- _Assigned task_:
From the line containing "in marble, then report the bounding box." down to the last line of the records below, restate each line word for word and leave out the rest.

- _Data to process_:
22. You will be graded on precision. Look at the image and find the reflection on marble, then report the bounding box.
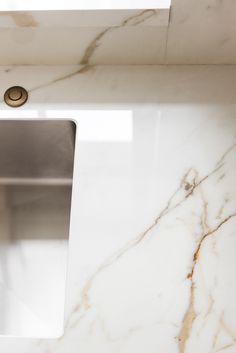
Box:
[0,65,236,352]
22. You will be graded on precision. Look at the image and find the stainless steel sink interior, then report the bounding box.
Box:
[0,120,76,338]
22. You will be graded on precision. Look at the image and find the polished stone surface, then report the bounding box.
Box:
[0,65,236,353]
[1,0,236,64]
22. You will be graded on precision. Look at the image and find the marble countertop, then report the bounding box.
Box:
[0,65,236,353]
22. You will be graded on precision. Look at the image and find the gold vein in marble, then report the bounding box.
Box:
[29,65,93,93]
[80,9,158,65]
[179,208,236,353]
[63,142,236,338]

- _Exercise output_:
22. You will be graded on precision. Look at the image and find the gold vein in marble, then report the bounding box.
Box:
[29,65,93,93]
[80,9,158,65]
[179,208,236,353]
[63,142,236,338]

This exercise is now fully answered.